2009-08-08 00:43:14

by Theodore Ts'o

[permalink] [raw]
Subject: Thoughts on improving ext4's inode allocator

While we're talking about ext4 allocator issues, the other problem
allocator-related issue that needs looking at is the inode allocator;
the spreading algorithm causes us to take a performance degredation
sooner than we would otherwise when the filesystem is only partially
filled (since access times at the beginning of the disk is faster than
at the end of the disk for people who are still using spinning rust
platters). I talked to a company while I was at OSCON a few weeks
ago, and they noticed a regression using one of their benchmarks. I'm
not sure how of a big deal that is, since eventually as the disk gets
filled, the access times will average out, but for people who only use
30-50% of their filesystem, we can do better by changing our spreading

Spreading is still important for making the filesystem less likely to
be subject to aging, but we may want to use a spreading algorithm that
tries using block groups closer to the beginning of the disk, and then
only starts using block groups in the second half of the disk only
when first half of the disk is filled.

The other thing that we should look at is the hueristics that we use
when creating a new subdirectory, to decide whether to put the
subdirectory in the current flex_bg, or in a new flex_bg. Currently
what I coded up is an extension based on BSD's FFS's Orlov algorithm.
● ● ● ● ● ● ●
#### To do
[1] Using the post on ext4's inode allocator, answer briefly:
(a) Where did the author talk to the company that noticed a regression?
(b) What does the author say spreading still helps the filesystem avoid?
(c) What algorithm is the current subdirectory placement code an extension of?
[2] Carry the post on ext4's inode allocator forward from its final sentence.
The items have no connection to the text.

#### Records provided
● ● ● ● ● ● ●
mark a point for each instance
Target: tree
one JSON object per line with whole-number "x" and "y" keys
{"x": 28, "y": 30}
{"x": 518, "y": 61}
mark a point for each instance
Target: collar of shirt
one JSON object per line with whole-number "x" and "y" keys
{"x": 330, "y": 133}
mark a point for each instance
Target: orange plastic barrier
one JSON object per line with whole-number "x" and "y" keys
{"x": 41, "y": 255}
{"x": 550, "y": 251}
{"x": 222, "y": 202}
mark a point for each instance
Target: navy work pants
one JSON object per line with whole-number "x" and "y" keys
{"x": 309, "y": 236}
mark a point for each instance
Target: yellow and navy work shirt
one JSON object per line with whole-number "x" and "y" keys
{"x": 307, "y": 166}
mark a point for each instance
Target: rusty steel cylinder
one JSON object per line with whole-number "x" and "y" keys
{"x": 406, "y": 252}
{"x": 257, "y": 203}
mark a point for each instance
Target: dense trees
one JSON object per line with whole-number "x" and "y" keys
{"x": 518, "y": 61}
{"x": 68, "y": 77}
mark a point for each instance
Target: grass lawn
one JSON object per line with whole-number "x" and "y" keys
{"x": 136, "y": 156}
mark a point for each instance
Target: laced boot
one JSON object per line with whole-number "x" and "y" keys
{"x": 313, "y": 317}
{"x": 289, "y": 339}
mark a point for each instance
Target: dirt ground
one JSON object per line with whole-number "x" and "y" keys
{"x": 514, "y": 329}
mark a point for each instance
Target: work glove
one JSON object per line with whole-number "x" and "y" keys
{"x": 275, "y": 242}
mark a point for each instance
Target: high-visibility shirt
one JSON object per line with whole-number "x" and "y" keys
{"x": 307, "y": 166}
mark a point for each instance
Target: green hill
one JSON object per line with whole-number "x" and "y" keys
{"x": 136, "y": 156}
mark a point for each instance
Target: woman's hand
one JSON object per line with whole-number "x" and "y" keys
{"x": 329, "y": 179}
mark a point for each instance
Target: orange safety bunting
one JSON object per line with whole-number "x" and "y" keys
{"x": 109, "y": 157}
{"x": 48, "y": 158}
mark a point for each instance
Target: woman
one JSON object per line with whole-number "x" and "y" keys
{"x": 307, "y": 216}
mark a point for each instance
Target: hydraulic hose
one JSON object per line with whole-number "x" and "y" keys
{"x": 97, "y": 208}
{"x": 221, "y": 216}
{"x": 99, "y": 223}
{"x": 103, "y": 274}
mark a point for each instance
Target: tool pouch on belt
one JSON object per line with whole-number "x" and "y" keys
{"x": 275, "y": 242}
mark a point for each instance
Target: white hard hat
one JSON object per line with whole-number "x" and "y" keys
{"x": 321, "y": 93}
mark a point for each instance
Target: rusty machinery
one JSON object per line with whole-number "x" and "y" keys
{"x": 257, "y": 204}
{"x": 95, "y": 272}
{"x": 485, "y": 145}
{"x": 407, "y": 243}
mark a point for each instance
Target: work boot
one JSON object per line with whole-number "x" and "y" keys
● ● ● ● ● ● ●
#### Results of the exercise
[1]
(a) At OSCON, a few weeks earlier.
(b) Being subject to aging.
(c) The Orlov algorithm from BSD's FFS.

[2]
The basic idea is that if the number of directories in the flex_bg
exceeds average number of directories per flex_bg plus
inodes_per_group/16, or the number of free inodes in the flex_bg is
less than 75% of the average number of inodes per flex_bg, or the
number of free blocks is less than 75% of the average free blocks per
flex_bg, then we try the next flex_bg in the filesystem until we find
one that meets the Orlov criteria.

However, the Orlov criteria hasn't been seriously investigated in over
two decades, and distribution of files and depth of directory
hierarchies probably have changed somewhat since then. So the
decision when we decide to move to a new directory is something that
we should look at.

So in summary, here are some of aspects of the Orlov algorithm that
might stand some tweaking:

* How to pick the flex_bg for top-level directories
(currently we use random starting point)
* Whether to use the current flex_bg for subdirectories
(currently we use a fairly complicated set of directories)
* How to pick a new flex_bg for subdirectories
(currently we use the next flex_bg as a starting point)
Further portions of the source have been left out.